▸ **Exercise directions**
Copy the data below word for word, leaving out the pictures.

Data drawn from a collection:
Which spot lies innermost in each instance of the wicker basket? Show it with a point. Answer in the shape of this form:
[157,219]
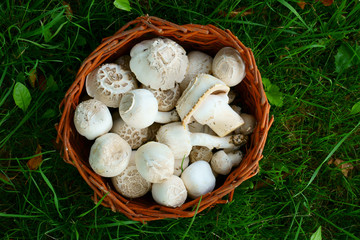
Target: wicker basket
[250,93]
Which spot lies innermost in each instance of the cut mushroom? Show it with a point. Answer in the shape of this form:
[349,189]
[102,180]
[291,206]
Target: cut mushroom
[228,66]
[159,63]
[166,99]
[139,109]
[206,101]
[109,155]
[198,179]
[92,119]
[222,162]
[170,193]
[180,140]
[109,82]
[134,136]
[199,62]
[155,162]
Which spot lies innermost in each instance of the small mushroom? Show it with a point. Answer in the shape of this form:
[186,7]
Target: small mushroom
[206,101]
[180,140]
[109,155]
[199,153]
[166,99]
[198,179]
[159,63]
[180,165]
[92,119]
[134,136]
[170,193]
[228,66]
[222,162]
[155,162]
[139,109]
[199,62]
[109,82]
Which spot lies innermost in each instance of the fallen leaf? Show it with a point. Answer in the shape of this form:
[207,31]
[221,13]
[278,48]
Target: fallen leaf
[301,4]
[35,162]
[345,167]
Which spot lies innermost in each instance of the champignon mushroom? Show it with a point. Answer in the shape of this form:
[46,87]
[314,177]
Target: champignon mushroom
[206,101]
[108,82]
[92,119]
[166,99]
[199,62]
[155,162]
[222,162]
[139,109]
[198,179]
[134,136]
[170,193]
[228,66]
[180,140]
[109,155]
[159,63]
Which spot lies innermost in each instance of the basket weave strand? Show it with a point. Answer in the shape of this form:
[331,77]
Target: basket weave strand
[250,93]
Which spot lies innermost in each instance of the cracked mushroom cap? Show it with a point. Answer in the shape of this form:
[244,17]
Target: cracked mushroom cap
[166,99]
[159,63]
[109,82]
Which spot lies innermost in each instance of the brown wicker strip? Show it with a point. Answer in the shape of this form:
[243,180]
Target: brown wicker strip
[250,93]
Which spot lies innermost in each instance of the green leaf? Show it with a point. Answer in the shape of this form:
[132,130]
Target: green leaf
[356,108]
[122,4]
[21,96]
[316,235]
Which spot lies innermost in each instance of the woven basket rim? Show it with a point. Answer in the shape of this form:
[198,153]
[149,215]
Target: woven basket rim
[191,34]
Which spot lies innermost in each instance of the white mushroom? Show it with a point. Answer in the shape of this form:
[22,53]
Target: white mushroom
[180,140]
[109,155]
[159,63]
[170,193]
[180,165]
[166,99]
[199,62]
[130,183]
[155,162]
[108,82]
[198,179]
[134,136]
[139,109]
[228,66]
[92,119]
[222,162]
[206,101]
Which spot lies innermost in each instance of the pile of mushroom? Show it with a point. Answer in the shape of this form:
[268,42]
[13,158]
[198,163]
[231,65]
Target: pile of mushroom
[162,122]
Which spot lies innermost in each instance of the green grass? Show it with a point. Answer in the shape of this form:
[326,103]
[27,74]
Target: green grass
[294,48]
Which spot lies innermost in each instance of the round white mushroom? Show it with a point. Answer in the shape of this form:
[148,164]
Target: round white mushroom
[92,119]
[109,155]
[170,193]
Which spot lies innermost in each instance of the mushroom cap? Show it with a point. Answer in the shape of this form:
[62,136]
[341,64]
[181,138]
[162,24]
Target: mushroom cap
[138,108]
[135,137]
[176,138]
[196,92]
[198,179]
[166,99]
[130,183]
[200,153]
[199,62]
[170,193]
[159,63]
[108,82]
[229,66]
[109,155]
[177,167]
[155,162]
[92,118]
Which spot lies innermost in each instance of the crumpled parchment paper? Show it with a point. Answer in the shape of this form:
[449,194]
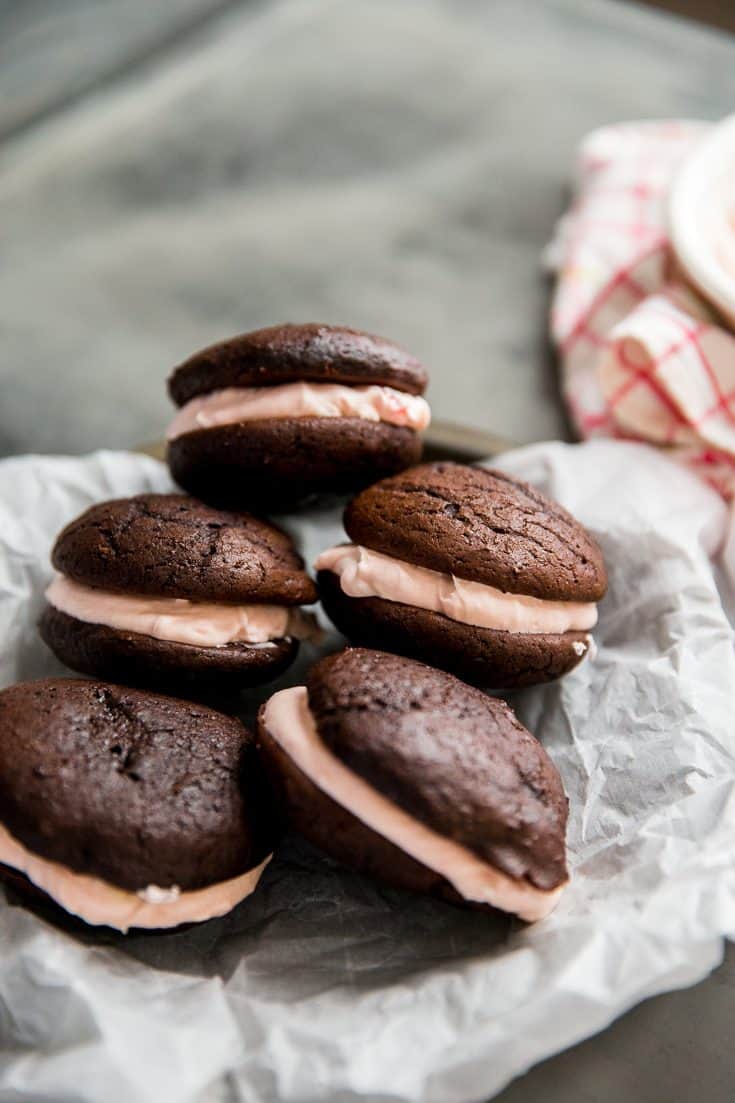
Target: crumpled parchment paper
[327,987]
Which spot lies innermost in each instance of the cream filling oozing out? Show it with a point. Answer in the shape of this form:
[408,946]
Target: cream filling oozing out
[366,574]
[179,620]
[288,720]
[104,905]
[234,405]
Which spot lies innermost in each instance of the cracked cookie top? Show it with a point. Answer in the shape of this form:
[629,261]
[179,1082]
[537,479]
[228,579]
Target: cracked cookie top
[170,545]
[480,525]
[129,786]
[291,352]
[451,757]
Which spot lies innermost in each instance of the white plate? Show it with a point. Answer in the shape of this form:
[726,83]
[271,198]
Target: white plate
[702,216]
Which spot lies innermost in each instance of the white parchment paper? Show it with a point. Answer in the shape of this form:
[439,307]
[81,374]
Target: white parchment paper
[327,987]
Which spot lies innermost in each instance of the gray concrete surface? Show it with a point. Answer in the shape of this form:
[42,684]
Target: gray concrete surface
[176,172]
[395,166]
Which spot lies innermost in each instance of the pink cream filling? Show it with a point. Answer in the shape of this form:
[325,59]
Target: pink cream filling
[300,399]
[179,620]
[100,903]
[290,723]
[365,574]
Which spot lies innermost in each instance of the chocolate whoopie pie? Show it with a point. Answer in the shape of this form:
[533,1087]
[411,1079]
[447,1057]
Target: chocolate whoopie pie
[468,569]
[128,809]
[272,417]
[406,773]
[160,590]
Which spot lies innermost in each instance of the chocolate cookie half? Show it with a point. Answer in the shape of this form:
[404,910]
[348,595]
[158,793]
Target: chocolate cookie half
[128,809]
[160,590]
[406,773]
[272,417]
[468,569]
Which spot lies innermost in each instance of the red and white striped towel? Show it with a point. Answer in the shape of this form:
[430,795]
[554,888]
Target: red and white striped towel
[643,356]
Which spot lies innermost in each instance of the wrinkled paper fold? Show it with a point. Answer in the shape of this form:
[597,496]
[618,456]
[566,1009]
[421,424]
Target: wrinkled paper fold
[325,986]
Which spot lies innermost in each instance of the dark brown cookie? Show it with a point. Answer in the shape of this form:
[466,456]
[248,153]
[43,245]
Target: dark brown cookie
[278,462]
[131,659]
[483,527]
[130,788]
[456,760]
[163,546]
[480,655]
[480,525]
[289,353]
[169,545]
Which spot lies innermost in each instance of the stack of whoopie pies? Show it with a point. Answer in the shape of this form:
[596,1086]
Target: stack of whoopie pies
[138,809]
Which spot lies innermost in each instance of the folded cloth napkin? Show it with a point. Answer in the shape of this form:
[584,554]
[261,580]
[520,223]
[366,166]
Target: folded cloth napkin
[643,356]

▸ **Answer to the task**
Which spot lies innermost in each instance of the wicker basket? Show it with a point. Answer in the shape of this form:
[157,219]
Target: wicker basket
[250,93]
Which spot lies innermost in each instance of the cut mushroom? Show it with a point. Answer in the shape of this form:
[349,189]
[102,180]
[291,206]
Target: cut mushroom
[228,66]
[159,63]
[166,99]
[139,109]
[206,101]
[109,155]
[198,179]
[92,119]
[222,162]
[170,193]
[180,140]
[109,82]
[134,136]
[199,62]
[155,162]
Which spot lies innermost in each instance of the small mushroom? Show it with a point. Answer in the shape of this form:
[186,7]
Target: small mushroom
[206,101]
[180,140]
[109,155]
[199,153]
[166,99]
[198,179]
[159,63]
[180,165]
[92,119]
[134,136]
[170,193]
[228,66]
[222,162]
[155,162]
[139,109]
[199,62]
[109,82]
Which spot lies innermost in each instance of the fallen leaf? Show it with a point. Answer in the shape of this form:
[207,31]
[221,13]
[278,48]
Target: fallen leaf
[301,4]
[35,162]
[345,167]
Which spot lies innermost in each instance of the champignon mushroom? Show it with a point. Answer in the shape of this form:
[46,87]
[314,177]
Target: champignon mushroom
[206,101]
[108,82]
[92,119]
[166,99]
[199,62]
[155,162]
[222,162]
[139,109]
[198,179]
[134,136]
[170,193]
[228,66]
[180,140]
[109,155]
[159,63]
Which spot lies innermost in each instance of the basket weave strand? Show it with a point. Answer in the shape of this form:
[331,77]
Target: basket weave strand
[250,93]
Which spot lies innermost in each instance of the cracked mushroom cap? Show it with a point. Answer in the shape of this form:
[244,17]
Target: cracked mushroom cap
[166,99]
[159,63]
[109,82]
Which spot lies innermost in each instance of the brown wicker strip? Show it with a point. Answer in the shape of this form:
[243,180]
Target: brown wicker strip
[250,93]
Which spot lies innermost in each instance of the green leaf? Show it with a point. Answer in the shape of this form:
[132,130]
Target: green leaf
[356,108]
[122,4]
[21,96]
[316,235]
Which spot lies innermost in each instance of the woven basket rim? Show it with a point. Answer in the shape of this form:
[198,153]
[149,215]
Target: woven basket rim
[191,34]
Which spot lies innermost in each instance of the white mushroom? Show it with a point. Answer in the shape of this form:
[22,53]
Target: white mushroom
[180,140]
[109,155]
[159,63]
[170,193]
[180,165]
[166,99]
[199,62]
[130,183]
[155,162]
[108,82]
[198,179]
[134,136]
[139,109]
[228,66]
[92,119]
[222,162]
[206,101]
Which spot lies innermost in each instance of the pile of mushroom? Show it with a point. Answer in the shape of this form:
[268,42]
[13,158]
[198,163]
[231,65]
Target: pile of mushroom
[162,122]
Which spot lies innermost in each instance of the green grass? Show it with a point. Answer in the shape of this form:
[326,103]
[27,74]
Target: green grass
[294,48]
Which spot lies innermost in each instance of the round white mushroom? Show it with a point. Answer in the shape of this form:
[148,164]
Target: round white mushroom
[92,119]
[109,155]
[170,193]
Which spot lies innermost in each instance of the mushroom cap? Show it with a point. Answer in the shape of this form:
[62,136]
[341,64]
[181,138]
[162,24]
Target: mushroom cap
[138,108]
[135,137]
[176,138]
[196,92]
[198,179]
[166,99]
[130,183]
[200,153]
[199,62]
[170,193]
[159,63]
[108,82]
[229,66]
[109,155]
[177,167]
[155,162]
[92,118]
Which spot lies innermost in each instance of the crumpled parchment paper? Show it with a point. Answer in the shape of this form:
[449,194]
Target: crumpled parchment paper
[327,987]
Which spot lies innermost in each instance of the cream filling oozing out? Show it with a point. Answer in the shape of this form:
[408,946]
Target: cream filling oozing out
[366,574]
[179,620]
[288,720]
[104,905]
[234,405]
Which spot lies innermost in each instance of the cracked cookie top? Show it with a point. Answer in the shape of this form:
[629,261]
[179,1082]
[537,479]
[228,579]
Target: cracked cookie top
[170,545]
[480,525]
[129,786]
[291,352]
[451,757]
Which spot lies innermost in each instance of the white plate? Show it with a point. Answer in the shape of this form:
[726,83]
[271,198]
Target: white plate
[702,216]
Which spot lies innermost in each instance of the white parchment paper? Show it with a point. Answer in the shape of this form:
[439,307]
[81,374]
Target: white parchment paper
[327,987]
Which spot lies innermost in each instance of the gray concrete surface? Show it with a point. Answer in the shape of this form:
[42,684]
Target: gray concrete surface
[176,172]
[395,166]
Which spot lies innermost in each instance of the pink cream filling? Show it with a point. Answer in the shape of this form:
[325,59]
Target: pink cream filling
[300,399]
[179,620]
[100,903]
[290,723]
[365,574]
Which spot lies innermost in each instance of the chocolate whoopie pie? Show it with a point. Answer in the shape of this form:
[533,1087]
[411,1079]
[447,1057]
Target: chocolate whoopie pie
[468,569]
[128,809]
[272,417]
[406,773]
[160,590]
Which spot lies innermost in each instance of the chocolate cookie half? Show it with a point. Answer in the shape of this form:
[404,910]
[348,595]
[158,793]
Target: chocolate cookie half
[128,809]
[160,590]
[406,773]
[272,417]
[468,569]
Which spot lies innermost in each instance of the red and white striped towel? Show it with a point. Answer in the shape of this form:
[430,795]
[554,888]
Target: red and white striped towel
[643,356]
Which spot lies innermost in each instance of the wrinkled paper fold? Show it with a point. Answer in the shape of this form:
[597,496]
[618,456]
[566,1009]
[421,424]
Target: wrinkled paper fold
[325,986]
Which spot lies innermost in each instance of the dark brown cookie? Show it with a point. Answer in the shape of this form:
[466,456]
[248,153]
[43,245]
Target: dark brown cookie
[278,462]
[131,659]
[483,527]
[130,788]
[456,760]
[163,546]
[480,655]
[480,525]
[289,353]
[169,545]
Which spot lies innermost in each instance of the stack of whoopie pies? Show it with a point. Answer in the shape of this form:
[596,1086]
Target: stack of whoopie pies
[138,809]
Which spot lies innermost in each instance of the folded cloth napkin? Show it with a point. Answer in the shape of this form:
[584,554]
[261,580]
[520,223]
[366,166]
Target: folded cloth napkin
[643,356]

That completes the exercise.